## Activity 1
Could you copy, word for word, the part of the passage on compound (I) blood concentrations that opens with the words containing "Without any limitation, the" and closes with "particular, an adult)."?
## Activity 2
Can you carry on the passage on compound (I) blood concentrations, picking up right after its last sentence?

## Excerpt to read
--------------------------------

Without any limitation, the steady-state blood concentration of compound (I) is preferably maintained, for example, within the range of 15 ng/mL to 400 ng/mL or 50 ng/mL to 300 ng/mL for 1 week after the oral pharmaceutical composition of the present disclosure is perorally administered to a human (in particular, an adult).

Conventional tablets (non-release controlled formulation; 0.5-mg tablets, 1-mg tablets, and 2-mg tablets) containing compound (I) have already been marketed as a therapeutic drug for schizophrenia in many countries including Japan, the United States, and European countries. Conventional tablets have been shown to be safe and effective against central neurological diseases, such as schizophrenia, in clinical trials, and have undergone detailed pharmacokinetic analysis. Given such reports on conventional tablets, it can be understood that any oral pharmaceutical composition that can maintain a steady-state blood concentration of compound (I) within the range of about 15 ng/mL to 400 ng/mL or about 50 ng/mL to 300 ng/mL when administered to humans would be usable in the prevention or treatment of central neurological diseases, such as schizophrenia, in the same manner as the conventional tablets already on the market.

--------------------------------

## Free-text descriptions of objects
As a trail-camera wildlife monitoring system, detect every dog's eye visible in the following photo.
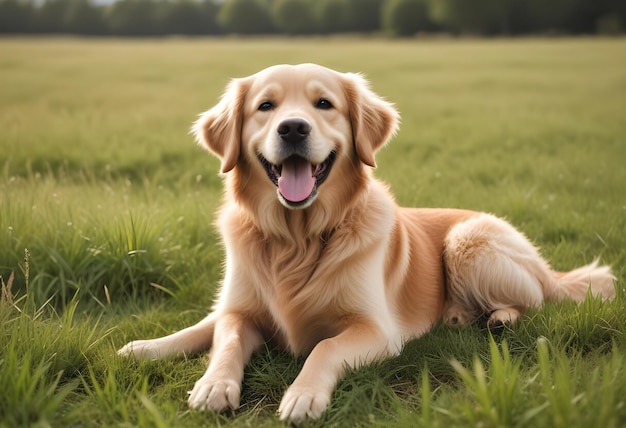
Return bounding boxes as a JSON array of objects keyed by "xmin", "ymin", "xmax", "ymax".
[
  {"xmin": 259, "ymin": 101, "xmax": 274, "ymax": 111},
  {"xmin": 315, "ymin": 98, "xmax": 333, "ymax": 110}
]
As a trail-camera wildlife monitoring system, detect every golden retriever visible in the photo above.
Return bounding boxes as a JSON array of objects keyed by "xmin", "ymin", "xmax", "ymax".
[{"xmin": 119, "ymin": 64, "xmax": 615, "ymax": 423}]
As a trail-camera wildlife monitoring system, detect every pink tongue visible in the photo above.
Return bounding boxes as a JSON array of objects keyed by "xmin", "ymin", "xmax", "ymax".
[{"xmin": 278, "ymin": 156, "xmax": 315, "ymax": 202}]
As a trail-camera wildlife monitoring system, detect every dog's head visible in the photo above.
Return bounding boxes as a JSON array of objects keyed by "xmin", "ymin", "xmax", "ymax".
[{"xmin": 192, "ymin": 64, "xmax": 398, "ymax": 209}]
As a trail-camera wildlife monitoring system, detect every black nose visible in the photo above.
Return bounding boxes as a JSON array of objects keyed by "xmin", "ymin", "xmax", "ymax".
[{"xmin": 277, "ymin": 118, "xmax": 311, "ymax": 144}]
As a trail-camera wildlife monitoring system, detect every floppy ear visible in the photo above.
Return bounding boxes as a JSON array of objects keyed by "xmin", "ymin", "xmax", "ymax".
[
  {"xmin": 191, "ymin": 79, "xmax": 248, "ymax": 173},
  {"xmin": 344, "ymin": 73, "xmax": 400, "ymax": 167}
]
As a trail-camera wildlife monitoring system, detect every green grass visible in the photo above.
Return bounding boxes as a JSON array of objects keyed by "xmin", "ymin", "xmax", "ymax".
[{"xmin": 0, "ymin": 38, "xmax": 626, "ymax": 427}]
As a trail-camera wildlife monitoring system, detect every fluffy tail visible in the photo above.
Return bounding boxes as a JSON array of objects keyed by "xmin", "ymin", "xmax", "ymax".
[{"xmin": 544, "ymin": 259, "xmax": 616, "ymax": 302}]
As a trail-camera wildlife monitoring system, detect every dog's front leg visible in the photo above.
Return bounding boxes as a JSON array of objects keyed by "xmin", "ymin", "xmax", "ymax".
[
  {"xmin": 278, "ymin": 321, "xmax": 391, "ymax": 423},
  {"xmin": 189, "ymin": 313, "xmax": 263, "ymax": 411}
]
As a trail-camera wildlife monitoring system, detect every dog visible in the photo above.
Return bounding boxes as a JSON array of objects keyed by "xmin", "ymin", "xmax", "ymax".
[{"xmin": 118, "ymin": 64, "xmax": 615, "ymax": 423}]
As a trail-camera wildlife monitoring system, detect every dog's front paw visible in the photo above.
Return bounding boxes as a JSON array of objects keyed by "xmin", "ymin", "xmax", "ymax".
[
  {"xmin": 117, "ymin": 340, "xmax": 161, "ymax": 359},
  {"xmin": 278, "ymin": 386, "xmax": 330, "ymax": 424},
  {"xmin": 188, "ymin": 376, "xmax": 241, "ymax": 412}
]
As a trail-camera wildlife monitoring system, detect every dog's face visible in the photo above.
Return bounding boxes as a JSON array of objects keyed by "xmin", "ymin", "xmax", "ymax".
[{"xmin": 193, "ymin": 64, "xmax": 398, "ymax": 209}]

--------------------------------

## Your response 1
Without any limitation, the steady-state blood concentration of compound (I) is preferably maintained, for example, within the range of 15 ng/mL to 400 ng/mL or 50 ng/mL to 300 ng/mL for 1 week after the oral pharmaceutical composition of the present disclosure is perorally administered to a human (in particular, an adult).

## Your response 2
Thus, the oral pharmaceutical composition of the present disclosure may be administered orally, preferably at a frequency lower than once a day (e.g., once a week). The oral pharmaceutical composition of the present disclosure may preferably be administered, one tablet per dose, or two or more tablets per dose (e.g., two, three, four, or five tablets per dose). A person skilled in the art would also be able to appropriately determine the dosage of the oral pharmaceutical composition of the present disclosure to achieve the blood concentration described above referring to the pharmacokinetic information on the conventional tablets described above and the assessment made based on the single-dose protocol and continuous dosing protocol for the oral pharmaceutical composition of the present disclosure. For example, the dosage of compound (I) per dose can be about 5 mg to 60 mg, about 10 mg to 60 mg, about 20 mg to 60 mg, or about 45 mg to 60 mg.

In the present specification, “comprising” also includes the concepts of consisting essentially of and consisting of. The present disclosure also encompasses any combination of the elements described in the specification.

The variety of characteristics (e.g., properties, structures, and functions) described above for embodiments of the present disclosure may be combined in any way in identifying the subject matter encompassed by the disclosure. In other words, the present disclosure encompasses all subject matter formed of any possible combination of the characteristics described in the present specification.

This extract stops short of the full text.